**Exercise brief**
Copy everything from the line containing "Find red jacket." down to the line containing "left=69, top=0, right=74, bottom=20", requests included, and scale each pixel coordinate in the answers by 1.05. Round every result to a whole number, with halves rounding up, and return only those lines.

Entries from an annotation dataset:

━━━━━━━━━━

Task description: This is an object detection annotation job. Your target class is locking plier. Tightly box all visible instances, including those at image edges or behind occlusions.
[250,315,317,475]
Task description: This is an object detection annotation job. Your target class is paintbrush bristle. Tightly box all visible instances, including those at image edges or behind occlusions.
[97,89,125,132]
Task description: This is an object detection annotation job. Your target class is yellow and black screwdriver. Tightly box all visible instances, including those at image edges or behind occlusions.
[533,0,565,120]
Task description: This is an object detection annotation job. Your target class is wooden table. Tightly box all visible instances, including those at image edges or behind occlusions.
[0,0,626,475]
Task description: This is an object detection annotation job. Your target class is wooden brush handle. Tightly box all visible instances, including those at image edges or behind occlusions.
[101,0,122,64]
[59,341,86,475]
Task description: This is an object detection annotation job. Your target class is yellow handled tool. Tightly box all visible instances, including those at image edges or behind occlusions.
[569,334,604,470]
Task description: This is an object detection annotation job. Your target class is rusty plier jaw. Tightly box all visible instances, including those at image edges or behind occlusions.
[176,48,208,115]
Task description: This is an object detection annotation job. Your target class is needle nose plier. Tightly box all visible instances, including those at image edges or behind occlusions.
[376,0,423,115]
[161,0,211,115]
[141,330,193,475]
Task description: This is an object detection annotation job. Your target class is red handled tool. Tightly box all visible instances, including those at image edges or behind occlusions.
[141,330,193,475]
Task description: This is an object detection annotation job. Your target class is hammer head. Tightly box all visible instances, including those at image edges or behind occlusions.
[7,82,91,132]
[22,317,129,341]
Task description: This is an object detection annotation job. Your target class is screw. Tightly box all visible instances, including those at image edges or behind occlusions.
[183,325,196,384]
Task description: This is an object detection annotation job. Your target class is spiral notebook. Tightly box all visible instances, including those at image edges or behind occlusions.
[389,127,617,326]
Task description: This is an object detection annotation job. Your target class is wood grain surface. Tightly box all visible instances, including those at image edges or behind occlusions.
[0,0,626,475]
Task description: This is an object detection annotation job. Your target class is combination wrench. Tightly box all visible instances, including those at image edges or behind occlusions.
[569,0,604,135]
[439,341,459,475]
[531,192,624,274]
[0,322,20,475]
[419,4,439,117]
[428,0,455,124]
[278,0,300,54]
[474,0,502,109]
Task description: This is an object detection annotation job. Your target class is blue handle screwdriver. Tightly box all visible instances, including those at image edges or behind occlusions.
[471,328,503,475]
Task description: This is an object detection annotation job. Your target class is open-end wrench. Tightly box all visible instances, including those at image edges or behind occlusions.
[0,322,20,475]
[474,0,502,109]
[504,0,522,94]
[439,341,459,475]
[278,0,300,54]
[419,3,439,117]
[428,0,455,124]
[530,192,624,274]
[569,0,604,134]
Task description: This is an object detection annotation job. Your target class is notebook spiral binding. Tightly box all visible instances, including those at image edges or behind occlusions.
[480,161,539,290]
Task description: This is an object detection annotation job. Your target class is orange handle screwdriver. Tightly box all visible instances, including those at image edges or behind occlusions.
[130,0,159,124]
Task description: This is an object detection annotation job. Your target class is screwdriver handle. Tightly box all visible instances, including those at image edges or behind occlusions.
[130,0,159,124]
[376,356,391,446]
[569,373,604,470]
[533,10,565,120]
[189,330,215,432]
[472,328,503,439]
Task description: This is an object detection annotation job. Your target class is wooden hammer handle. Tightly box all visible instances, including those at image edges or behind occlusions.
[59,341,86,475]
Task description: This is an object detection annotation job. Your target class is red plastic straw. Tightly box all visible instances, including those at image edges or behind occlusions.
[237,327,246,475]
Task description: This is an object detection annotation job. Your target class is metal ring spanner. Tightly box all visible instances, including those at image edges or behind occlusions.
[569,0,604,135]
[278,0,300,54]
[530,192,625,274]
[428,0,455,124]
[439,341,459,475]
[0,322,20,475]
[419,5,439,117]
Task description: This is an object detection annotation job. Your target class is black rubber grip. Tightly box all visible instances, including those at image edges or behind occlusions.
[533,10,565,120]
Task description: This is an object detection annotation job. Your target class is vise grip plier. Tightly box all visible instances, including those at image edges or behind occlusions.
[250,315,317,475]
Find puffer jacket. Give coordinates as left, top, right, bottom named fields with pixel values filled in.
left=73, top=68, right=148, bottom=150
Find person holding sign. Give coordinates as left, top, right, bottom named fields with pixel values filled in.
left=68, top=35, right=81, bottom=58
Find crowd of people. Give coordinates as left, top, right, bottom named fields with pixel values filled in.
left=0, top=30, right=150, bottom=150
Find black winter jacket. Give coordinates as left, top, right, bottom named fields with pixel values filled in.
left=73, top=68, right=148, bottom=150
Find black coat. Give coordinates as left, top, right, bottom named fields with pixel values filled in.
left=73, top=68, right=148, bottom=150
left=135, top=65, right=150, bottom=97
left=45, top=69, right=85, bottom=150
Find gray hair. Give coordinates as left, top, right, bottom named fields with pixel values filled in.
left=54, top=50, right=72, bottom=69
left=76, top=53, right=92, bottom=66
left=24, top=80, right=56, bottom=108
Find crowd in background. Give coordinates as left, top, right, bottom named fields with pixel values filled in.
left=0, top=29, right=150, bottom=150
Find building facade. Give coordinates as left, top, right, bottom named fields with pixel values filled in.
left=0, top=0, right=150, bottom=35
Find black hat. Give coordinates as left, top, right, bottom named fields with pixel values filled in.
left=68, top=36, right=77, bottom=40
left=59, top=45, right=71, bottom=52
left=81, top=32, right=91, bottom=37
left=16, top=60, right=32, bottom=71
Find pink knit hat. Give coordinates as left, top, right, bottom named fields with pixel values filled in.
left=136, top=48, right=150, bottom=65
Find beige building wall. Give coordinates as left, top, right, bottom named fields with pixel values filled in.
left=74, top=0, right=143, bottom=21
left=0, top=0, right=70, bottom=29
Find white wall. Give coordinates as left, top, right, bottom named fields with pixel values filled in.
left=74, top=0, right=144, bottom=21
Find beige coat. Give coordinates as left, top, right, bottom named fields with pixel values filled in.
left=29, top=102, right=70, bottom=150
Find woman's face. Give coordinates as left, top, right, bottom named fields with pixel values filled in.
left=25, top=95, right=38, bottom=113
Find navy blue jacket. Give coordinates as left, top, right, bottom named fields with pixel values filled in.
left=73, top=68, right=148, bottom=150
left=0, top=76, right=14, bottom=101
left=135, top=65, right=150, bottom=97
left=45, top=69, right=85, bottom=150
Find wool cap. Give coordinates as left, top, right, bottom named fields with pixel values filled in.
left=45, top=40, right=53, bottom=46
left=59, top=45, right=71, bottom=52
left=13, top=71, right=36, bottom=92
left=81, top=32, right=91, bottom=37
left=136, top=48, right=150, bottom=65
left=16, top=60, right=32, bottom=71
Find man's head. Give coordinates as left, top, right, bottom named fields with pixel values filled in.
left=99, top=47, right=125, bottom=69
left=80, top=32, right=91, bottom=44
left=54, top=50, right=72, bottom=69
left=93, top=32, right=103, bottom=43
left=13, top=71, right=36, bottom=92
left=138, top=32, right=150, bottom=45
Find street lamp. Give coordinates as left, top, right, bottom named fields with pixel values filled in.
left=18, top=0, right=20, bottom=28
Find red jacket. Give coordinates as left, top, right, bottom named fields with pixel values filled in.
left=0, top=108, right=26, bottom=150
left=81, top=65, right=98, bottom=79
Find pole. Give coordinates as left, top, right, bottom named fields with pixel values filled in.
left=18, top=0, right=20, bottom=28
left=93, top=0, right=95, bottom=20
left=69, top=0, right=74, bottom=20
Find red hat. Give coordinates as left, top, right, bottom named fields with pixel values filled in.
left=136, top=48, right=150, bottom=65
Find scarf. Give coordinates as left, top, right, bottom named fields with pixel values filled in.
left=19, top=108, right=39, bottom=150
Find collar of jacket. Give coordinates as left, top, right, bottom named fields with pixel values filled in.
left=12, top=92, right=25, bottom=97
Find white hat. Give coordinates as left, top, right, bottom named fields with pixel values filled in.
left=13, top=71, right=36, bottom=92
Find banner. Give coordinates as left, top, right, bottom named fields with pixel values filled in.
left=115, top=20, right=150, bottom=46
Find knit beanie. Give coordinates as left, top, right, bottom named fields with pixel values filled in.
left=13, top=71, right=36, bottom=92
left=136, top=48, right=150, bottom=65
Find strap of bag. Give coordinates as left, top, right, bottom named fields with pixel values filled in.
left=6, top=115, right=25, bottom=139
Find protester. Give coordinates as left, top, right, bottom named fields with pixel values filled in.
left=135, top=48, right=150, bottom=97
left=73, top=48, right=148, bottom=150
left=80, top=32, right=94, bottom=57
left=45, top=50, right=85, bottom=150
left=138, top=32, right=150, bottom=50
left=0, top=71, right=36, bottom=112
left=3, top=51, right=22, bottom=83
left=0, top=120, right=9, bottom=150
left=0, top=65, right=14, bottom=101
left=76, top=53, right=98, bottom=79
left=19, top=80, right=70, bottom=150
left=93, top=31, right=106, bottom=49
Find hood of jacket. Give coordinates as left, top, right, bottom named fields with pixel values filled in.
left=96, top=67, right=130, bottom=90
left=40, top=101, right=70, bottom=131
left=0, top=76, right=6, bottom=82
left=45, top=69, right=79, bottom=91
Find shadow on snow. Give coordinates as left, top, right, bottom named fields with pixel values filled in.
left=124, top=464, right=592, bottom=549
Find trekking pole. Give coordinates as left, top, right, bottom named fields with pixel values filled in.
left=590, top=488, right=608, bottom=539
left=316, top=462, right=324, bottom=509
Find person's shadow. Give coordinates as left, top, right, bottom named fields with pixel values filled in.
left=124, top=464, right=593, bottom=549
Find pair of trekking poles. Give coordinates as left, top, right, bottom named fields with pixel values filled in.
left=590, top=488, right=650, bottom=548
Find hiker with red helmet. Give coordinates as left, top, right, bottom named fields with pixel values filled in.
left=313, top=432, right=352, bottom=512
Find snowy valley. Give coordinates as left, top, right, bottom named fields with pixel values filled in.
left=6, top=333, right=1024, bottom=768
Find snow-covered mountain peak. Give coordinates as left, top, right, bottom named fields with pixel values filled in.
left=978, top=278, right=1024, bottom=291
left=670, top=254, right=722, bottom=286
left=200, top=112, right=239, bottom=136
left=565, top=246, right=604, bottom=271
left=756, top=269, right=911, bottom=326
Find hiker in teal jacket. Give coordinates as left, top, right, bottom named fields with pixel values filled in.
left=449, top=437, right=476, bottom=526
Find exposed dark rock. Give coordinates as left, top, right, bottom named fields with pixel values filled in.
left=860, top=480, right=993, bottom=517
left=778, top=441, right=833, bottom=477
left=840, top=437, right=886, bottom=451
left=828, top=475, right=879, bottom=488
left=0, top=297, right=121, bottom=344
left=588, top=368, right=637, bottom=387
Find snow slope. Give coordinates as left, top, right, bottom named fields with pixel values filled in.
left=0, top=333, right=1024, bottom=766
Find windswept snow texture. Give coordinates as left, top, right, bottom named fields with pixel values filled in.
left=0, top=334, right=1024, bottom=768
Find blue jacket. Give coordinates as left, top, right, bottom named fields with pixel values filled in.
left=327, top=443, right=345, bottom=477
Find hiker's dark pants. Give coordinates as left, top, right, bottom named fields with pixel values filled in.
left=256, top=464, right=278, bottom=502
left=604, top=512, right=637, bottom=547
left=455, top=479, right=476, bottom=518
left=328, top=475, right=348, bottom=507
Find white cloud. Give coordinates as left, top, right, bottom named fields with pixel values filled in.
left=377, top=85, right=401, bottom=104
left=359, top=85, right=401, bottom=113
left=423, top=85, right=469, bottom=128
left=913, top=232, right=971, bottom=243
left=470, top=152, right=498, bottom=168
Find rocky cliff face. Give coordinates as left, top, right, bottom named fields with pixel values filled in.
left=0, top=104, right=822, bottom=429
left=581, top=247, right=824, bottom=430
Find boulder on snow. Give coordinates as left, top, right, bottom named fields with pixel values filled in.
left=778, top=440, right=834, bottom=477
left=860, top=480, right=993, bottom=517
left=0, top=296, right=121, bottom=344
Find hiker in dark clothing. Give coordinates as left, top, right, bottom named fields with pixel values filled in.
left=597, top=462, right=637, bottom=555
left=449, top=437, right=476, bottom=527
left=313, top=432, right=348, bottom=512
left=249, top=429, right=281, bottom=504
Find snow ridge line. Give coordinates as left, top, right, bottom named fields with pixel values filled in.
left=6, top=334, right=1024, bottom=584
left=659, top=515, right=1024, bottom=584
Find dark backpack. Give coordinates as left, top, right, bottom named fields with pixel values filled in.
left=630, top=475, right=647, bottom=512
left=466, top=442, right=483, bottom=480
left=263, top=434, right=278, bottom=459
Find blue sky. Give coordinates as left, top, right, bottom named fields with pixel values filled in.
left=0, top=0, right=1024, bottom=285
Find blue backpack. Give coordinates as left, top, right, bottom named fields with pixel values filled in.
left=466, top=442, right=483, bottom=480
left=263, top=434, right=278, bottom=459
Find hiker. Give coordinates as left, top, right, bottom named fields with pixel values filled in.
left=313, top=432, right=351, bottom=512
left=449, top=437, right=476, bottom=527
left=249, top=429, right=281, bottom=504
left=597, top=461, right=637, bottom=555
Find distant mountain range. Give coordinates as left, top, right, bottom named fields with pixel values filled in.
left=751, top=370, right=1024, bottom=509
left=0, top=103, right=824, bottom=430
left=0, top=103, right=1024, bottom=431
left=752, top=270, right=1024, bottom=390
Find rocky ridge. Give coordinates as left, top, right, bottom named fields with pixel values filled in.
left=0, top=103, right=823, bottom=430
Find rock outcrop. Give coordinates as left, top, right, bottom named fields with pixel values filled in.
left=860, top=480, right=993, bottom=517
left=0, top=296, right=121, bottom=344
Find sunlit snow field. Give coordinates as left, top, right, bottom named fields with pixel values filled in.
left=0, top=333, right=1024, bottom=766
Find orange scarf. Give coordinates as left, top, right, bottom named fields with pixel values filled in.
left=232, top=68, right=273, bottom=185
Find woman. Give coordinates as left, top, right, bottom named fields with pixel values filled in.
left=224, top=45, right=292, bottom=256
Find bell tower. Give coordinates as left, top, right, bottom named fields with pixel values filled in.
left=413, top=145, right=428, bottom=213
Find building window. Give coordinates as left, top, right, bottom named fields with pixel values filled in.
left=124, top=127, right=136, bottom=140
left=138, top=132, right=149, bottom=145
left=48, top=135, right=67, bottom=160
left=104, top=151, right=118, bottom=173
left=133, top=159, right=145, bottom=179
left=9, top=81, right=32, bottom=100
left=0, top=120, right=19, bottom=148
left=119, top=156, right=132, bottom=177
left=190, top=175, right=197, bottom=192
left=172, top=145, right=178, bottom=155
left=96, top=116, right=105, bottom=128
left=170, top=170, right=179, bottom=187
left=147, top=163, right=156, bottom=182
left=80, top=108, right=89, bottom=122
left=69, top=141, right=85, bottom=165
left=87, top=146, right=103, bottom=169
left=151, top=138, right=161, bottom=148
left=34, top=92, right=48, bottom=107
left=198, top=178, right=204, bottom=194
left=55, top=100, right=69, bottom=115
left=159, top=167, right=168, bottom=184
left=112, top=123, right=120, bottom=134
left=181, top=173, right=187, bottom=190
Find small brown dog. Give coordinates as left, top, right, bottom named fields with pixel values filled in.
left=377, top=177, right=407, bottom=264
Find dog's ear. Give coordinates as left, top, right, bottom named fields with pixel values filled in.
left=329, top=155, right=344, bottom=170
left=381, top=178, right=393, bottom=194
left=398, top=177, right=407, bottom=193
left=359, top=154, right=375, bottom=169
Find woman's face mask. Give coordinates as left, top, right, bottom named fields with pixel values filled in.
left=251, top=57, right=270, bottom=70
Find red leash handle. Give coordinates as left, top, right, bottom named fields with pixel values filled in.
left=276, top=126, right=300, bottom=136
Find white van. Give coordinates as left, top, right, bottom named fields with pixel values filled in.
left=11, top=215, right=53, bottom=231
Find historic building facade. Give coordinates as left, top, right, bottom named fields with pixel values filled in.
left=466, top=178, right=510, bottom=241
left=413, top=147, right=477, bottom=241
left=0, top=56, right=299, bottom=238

━━━━━━━━━━

**Solution for this problem**
Find red jacket. Give coordinates as left, top, right, bottom named fields with pixel values filled in.
left=0, top=113, right=27, bottom=158
left=85, top=68, right=103, bottom=83
Find pole. Give coordinates as left, top, right, bottom named fields with pixel values filled in.
left=19, top=0, right=21, bottom=29
left=98, top=0, right=100, bottom=21
left=72, top=0, right=78, bottom=21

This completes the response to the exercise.